Bertrand Allamel :C’est un risque en effet. Les biens culturels élaborés ou « pointus » sont ceux qui nécessitent le plus d’efforts et d’investissement en temps de la part du consommateur, qu’il s’agisse du temps de formation pour comprendre l’oeuvre, du temps de recherche d’information sur l’œuvre (critiques), ou encore du temps de consommation effective. Pour caricaturer, Ulysse de James Joyce nécessite plus d’investissement en temps de lecture, de formation préalable et de compréhension (ou appréhension), qu’un roman à l’eau de rose. En se référant au cadre d’analyse de la science économique classique, on peut ainsi penser que le lecteur, qui est consommateur d’un bien culturel, risque de se déterminer pour une œuvre qui lui apportera le plus de satisfaction, en utilisant le minimum de temps ou en faisant le moins d’effort possible. Dans ce cas, les auteurs seront conduits à écrire des livres non pointus, pour répondre à la demande. Cette analyse est un peu simpliste et caricaturale, mais elle est souvent reprise par tous ceux qui ont du mal à associer culture et marché.

## [Exercice A]
D'après le segment de texte sur les biens culturels, quels biens exigent du consommateur le plus d'efforts et d'investissement en temps ?
## [Exercice B]
Recopiez uniquement les enregistrements depuis la ligne contenant « Query: falling drop of oil », incluse, jusqu'à la fin des enregistrements, lignes de consigne comprises. Multipliez chaque coordonnée des réponses par 1,3 et arrondissez à l'entier le plus proche, les demis vers le haut.

## [Listing]
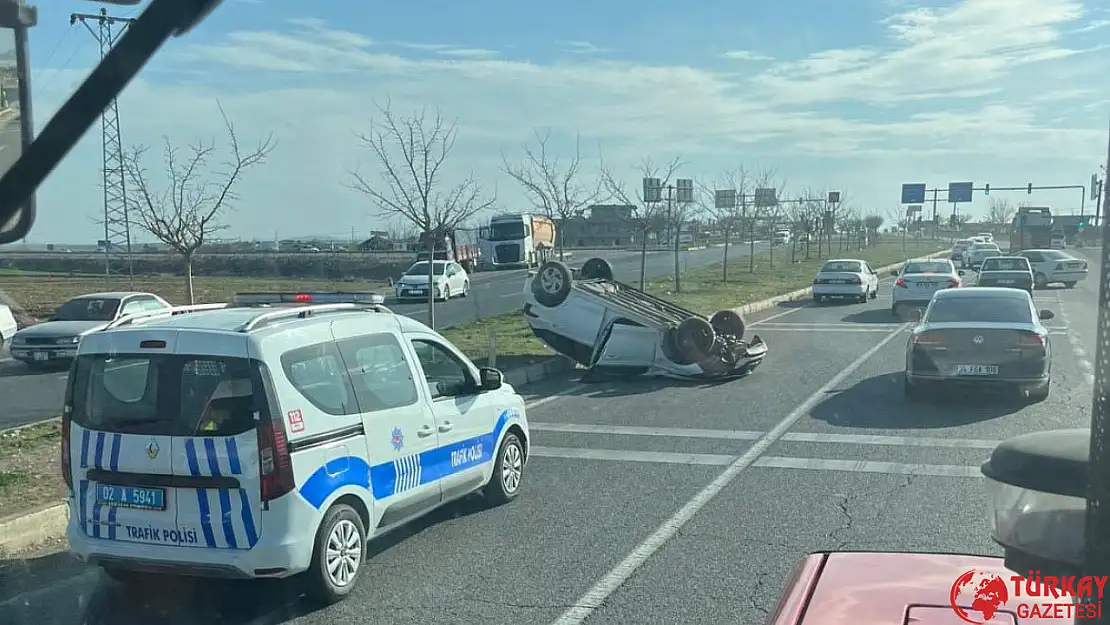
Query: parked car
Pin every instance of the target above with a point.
(846, 279)
(609, 326)
(56, 340)
(1012, 272)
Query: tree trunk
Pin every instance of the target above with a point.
(189, 279)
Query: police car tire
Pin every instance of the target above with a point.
(495, 491)
(319, 586)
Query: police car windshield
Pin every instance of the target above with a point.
(990, 309)
(87, 309)
(170, 395)
(421, 269)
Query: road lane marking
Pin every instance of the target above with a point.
(748, 435)
(612, 581)
(869, 466)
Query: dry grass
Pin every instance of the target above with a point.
(38, 295)
(30, 467)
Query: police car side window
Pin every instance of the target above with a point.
(443, 372)
(318, 373)
(380, 373)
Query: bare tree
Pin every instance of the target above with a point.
(648, 214)
(554, 187)
(727, 218)
(411, 152)
(189, 210)
(999, 213)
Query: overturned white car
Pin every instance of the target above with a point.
(615, 329)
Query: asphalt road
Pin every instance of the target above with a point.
(29, 396)
(654, 502)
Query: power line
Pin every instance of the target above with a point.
(117, 218)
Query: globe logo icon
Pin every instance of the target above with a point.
(986, 591)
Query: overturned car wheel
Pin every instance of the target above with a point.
(728, 322)
(552, 283)
(692, 341)
(596, 269)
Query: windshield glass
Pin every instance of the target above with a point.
(507, 231)
(165, 395)
(421, 269)
(88, 309)
(1005, 264)
(928, 268)
(846, 266)
(987, 309)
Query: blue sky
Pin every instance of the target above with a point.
(855, 97)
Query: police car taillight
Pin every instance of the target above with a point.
(275, 466)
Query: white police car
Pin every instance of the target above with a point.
(274, 436)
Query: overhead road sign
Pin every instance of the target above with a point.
(914, 193)
(959, 191)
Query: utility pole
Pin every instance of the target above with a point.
(117, 218)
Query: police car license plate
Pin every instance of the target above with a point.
(977, 370)
(131, 496)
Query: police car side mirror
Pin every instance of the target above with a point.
(491, 379)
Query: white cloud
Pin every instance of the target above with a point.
(745, 56)
(977, 91)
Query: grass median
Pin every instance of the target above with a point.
(38, 295)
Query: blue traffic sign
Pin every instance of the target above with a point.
(914, 193)
(959, 192)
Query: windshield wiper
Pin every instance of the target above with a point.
(139, 42)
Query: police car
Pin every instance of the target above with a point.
(274, 435)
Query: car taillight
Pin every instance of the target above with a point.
(275, 466)
(67, 420)
(928, 339)
(1031, 340)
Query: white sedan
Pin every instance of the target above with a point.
(451, 281)
(846, 279)
(1055, 266)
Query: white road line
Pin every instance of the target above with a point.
(608, 584)
(869, 466)
(748, 435)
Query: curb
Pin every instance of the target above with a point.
(22, 531)
(808, 291)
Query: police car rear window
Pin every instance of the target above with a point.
(173, 395)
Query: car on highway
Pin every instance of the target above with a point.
(1055, 266)
(845, 279)
(611, 328)
(918, 279)
(1012, 272)
(8, 325)
(957, 252)
(56, 341)
(985, 336)
(451, 281)
(978, 252)
(274, 436)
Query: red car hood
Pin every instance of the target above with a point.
(888, 588)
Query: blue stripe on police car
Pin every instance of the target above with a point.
(389, 479)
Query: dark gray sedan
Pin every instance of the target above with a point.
(985, 336)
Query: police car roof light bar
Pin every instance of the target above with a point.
(172, 311)
(304, 312)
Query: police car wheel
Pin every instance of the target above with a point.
(507, 472)
(339, 555)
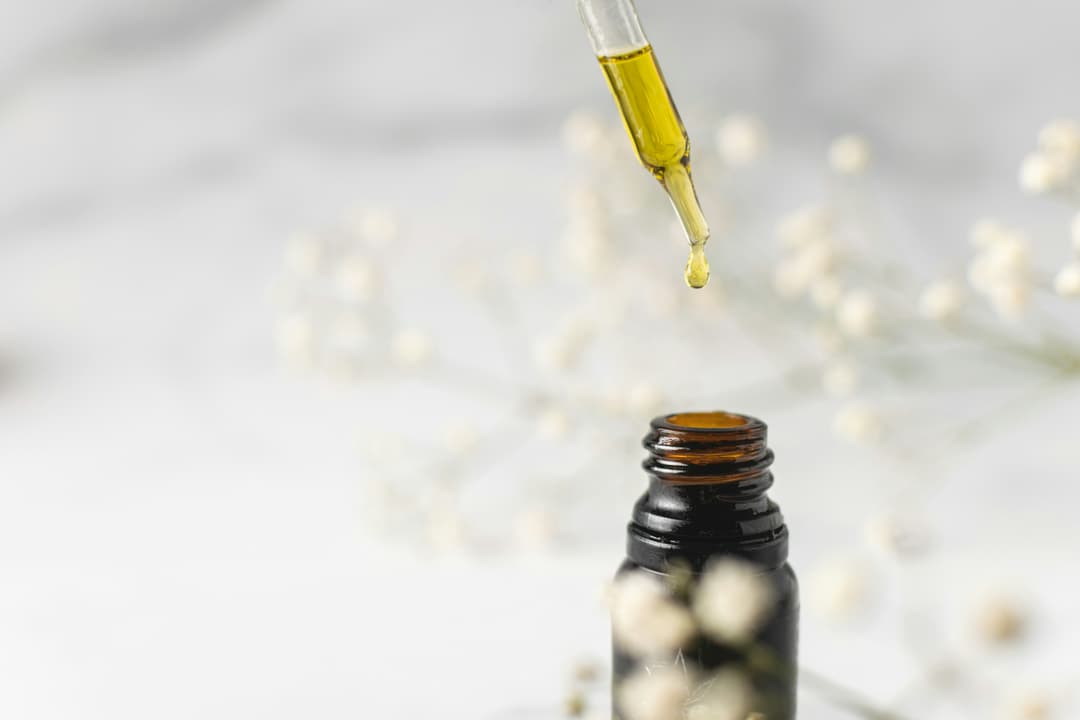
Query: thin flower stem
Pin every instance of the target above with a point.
(844, 696)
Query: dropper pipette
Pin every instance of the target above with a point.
(649, 114)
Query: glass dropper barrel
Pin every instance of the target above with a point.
(649, 114)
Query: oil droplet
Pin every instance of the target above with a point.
(697, 267)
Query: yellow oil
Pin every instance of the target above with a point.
(661, 143)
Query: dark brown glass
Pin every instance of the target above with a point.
(709, 473)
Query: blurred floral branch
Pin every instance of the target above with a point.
(818, 297)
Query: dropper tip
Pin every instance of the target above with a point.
(697, 268)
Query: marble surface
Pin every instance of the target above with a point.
(177, 516)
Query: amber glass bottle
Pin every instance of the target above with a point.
(709, 473)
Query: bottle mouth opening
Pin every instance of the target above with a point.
(710, 422)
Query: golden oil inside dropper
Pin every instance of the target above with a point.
(661, 143)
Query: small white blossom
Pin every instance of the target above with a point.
(1041, 173)
(646, 622)
(849, 154)
(732, 600)
(1067, 281)
(1061, 138)
(837, 589)
(653, 694)
(740, 139)
(412, 348)
(941, 301)
(859, 423)
(999, 621)
(840, 378)
(856, 315)
(356, 279)
(728, 695)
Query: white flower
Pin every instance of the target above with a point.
(837, 589)
(1061, 138)
(859, 423)
(740, 139)
(941, 300)
(840, 378)
(653, 694)
(412, 348)
(356, 279)
(583, 132)
(304, 254)
(646, 622)
(1009, 258)
(856, 315)
(999, 621)
(1067, 281)
(1040, 173)
(732, 600)
(728, 695)
(849, 154)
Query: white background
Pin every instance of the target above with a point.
(178, 526)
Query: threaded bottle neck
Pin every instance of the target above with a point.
(709, 447)
(709, 473)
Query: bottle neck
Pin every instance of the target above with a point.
(709, 473)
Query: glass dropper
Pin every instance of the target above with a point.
(649, 114)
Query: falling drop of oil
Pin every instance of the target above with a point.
(661, 143)
(697, 267)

## [Corrigé A]
Les biens culturels élaborés ou « pointus ».

## [Corrigé B]
Query: falling drop of oil
Pin every instance of the target above with a point.
(859, 186)
(906, 347)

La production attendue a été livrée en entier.